== TASK INPUT ==
● ● ● ●

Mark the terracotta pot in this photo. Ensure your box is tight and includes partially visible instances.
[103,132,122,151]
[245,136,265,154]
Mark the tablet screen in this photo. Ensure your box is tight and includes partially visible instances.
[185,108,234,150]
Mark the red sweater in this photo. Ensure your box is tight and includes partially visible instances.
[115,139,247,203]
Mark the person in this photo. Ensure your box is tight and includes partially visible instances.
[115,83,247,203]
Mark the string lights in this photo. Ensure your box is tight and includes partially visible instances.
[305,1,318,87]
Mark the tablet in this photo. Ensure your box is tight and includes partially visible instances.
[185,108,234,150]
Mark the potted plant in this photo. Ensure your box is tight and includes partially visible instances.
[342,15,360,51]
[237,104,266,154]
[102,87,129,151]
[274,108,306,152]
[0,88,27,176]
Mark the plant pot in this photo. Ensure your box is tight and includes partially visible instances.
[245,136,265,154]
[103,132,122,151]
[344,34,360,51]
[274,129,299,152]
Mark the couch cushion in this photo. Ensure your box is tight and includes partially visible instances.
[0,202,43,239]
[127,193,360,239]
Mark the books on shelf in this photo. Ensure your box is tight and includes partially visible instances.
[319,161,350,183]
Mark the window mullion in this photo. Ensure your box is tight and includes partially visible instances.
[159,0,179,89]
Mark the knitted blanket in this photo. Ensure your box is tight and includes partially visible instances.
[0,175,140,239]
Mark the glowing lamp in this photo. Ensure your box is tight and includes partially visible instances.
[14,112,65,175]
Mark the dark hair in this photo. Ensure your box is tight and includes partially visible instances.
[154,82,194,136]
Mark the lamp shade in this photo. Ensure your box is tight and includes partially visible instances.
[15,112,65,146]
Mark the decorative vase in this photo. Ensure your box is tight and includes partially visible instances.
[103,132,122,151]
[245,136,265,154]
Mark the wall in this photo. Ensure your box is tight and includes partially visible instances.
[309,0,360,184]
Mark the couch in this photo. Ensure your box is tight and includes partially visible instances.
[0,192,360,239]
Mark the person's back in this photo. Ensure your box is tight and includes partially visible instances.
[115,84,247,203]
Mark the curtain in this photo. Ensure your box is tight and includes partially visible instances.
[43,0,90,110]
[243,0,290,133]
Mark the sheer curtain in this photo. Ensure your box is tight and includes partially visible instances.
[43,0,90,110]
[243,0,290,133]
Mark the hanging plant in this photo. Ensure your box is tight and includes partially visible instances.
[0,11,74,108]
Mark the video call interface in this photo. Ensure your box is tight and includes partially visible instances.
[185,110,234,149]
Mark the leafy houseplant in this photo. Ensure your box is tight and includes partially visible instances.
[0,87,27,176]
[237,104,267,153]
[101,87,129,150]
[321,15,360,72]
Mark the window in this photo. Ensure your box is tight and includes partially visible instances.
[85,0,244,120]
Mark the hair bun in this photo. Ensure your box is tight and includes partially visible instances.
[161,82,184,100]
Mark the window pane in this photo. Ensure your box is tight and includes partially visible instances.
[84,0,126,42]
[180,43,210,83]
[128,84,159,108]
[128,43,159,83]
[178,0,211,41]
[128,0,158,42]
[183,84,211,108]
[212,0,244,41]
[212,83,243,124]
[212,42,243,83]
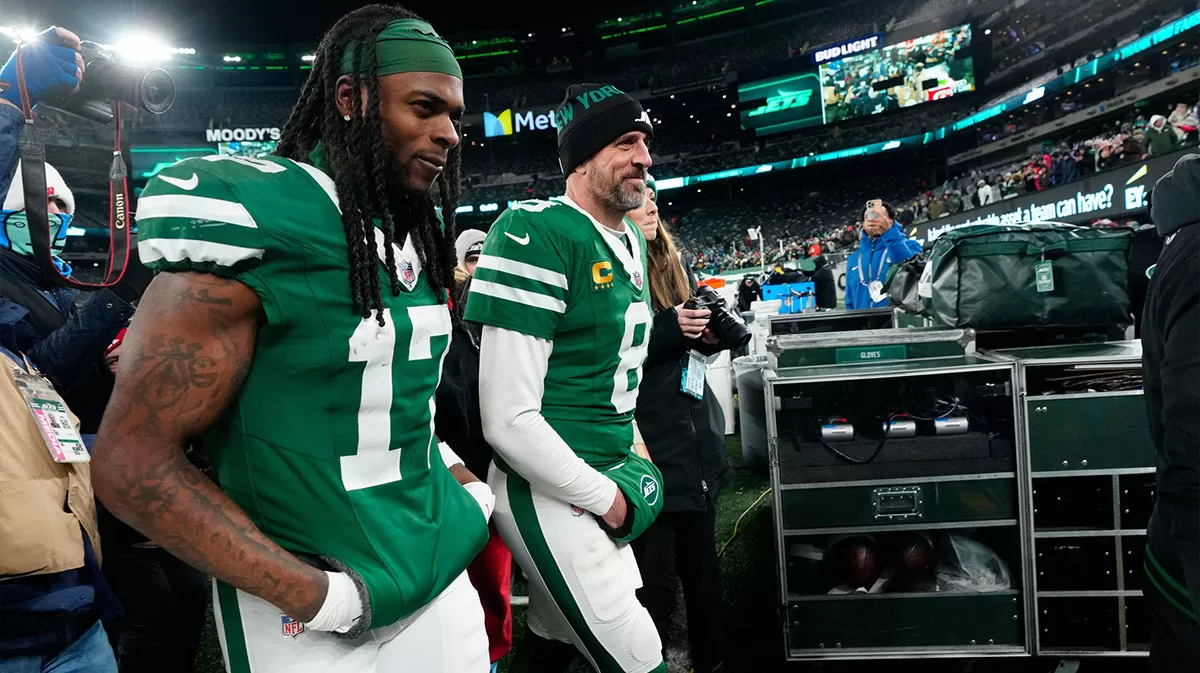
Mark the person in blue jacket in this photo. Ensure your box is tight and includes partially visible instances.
[846,199,922,311]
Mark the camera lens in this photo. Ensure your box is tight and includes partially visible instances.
[137,68,175,114]
[708,308,751,349]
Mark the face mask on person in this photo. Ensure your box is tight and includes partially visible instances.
[0,210,71,257]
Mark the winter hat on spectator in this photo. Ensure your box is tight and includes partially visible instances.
[1150,155,1200,236]
[454,229,487,264]
[4,161,74,215]
[554,84,654,175]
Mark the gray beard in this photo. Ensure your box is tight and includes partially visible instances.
[600,180,646,212]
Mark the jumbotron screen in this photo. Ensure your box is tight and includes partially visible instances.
[821,25,974,124]
[738,25,976,137]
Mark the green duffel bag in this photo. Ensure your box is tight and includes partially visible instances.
[925,222,1133,329]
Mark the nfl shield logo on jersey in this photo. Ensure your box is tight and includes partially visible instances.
[400,259,416,292]
[641,474,659,507]
[280,614,304,638]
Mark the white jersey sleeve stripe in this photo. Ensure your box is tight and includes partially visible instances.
[470,278,566,313]
[478,254,568,290]
[288,160,342,212]
[137,194,258,229]
[138,239,264,266]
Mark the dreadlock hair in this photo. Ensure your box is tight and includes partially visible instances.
[275,5,462,325]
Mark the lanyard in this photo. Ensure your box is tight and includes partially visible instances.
[858,242,888,288]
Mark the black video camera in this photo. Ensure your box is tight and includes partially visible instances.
[683,286,750,350]
[47,41,175,124]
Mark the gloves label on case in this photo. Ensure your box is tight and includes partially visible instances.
[1033,262,1054,293]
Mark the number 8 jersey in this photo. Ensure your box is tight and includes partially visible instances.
[466,197,652,469]
[137,156,487,627]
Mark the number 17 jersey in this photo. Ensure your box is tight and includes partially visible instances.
[137,157,487,627]
[466,197,652,469]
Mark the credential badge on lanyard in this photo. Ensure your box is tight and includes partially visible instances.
[12,359,91,463]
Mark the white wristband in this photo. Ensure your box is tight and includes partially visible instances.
[438,441,463,468]
[305,571,362,633]
[462,481,496,521]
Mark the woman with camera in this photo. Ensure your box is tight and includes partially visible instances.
[628,180,728,673]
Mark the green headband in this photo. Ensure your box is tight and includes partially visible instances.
[342,19,462,79]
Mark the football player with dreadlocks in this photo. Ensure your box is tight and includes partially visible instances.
[92,5,494,673]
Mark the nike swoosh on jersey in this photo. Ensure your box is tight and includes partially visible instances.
[158,173,200,192]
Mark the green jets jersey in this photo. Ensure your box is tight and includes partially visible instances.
[466,197,652,468]
[137,156,487,626]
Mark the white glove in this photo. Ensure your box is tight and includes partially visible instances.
[305,571,362,633]
[462,481,496,521]
[438,441,463,468]
[438,441,496,521]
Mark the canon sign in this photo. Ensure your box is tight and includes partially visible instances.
[204,126,280,143]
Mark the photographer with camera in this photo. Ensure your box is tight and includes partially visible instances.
[628,180,729,673]
[0,28,150,435]
[0,28,199,673]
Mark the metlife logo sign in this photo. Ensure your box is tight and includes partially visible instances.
[484,109,557,138]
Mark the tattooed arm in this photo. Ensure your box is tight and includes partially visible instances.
[91,274,328,621]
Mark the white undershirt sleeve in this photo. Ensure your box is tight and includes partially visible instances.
[479,325,617,516]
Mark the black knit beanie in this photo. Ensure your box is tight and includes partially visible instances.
[554,84,654,175]
[1150,155,1200,236]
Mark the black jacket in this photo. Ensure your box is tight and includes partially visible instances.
[433,281,493,481]
[1141,219,1200,613]
[0,250,133,434]
[635,291,728,512]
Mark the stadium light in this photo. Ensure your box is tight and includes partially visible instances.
[0,25,37,42]
[113,34,179,64]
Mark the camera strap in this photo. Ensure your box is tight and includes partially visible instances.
[17,44,130,292]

● ● ● ●

Reproduce everything from the start of the entries above down through the line containing "[127,193,360,239]", keeping each line unchanged.

== TASK RESULT ==
Mark the terracotta pot in this photo. Ensure your box is tight and includes partially visible instances.
[103,132,122,151]
[245,136,265,154]
Mark the tablet screen in this photo. Ensure your box is tight and includes partially visible instances.
[185,108,234,150]
Mark the red sweater in this photo. Ensure your box is tight and includes partially visible instances.
[115,139,247,203]
Mark the person in this photo. Ensure your box is tight and includes partially visible instances.
[115,83,247,203]
Mark the string lights in this photo. Ensure your box is tight and includes partially visible instances.
[305,1,318,87]
Mark the tablet in this photo. Ensure your box is tight and includes partially visible instances.
[185,108,234,150]
Mark the potted plant in this photo. Ensure your box is tight and includes partially visible instances.
[342,15,360,51]
[237,104,266,154]
[102,87,129,151]
[274,108,306,152]
[0,88,27,176]
Mark the plant pot in this photo. Ensure your box is tight and includes partially visible instances.
[245,136,265,154]
[103,132,122,151]
[344,34,360,51]
[274,129,299,152]
Mark the couch cushion in this photo. Ensure your box is tight and includes partially visible instances.
[0,202,43,239]
[127,193,360,239]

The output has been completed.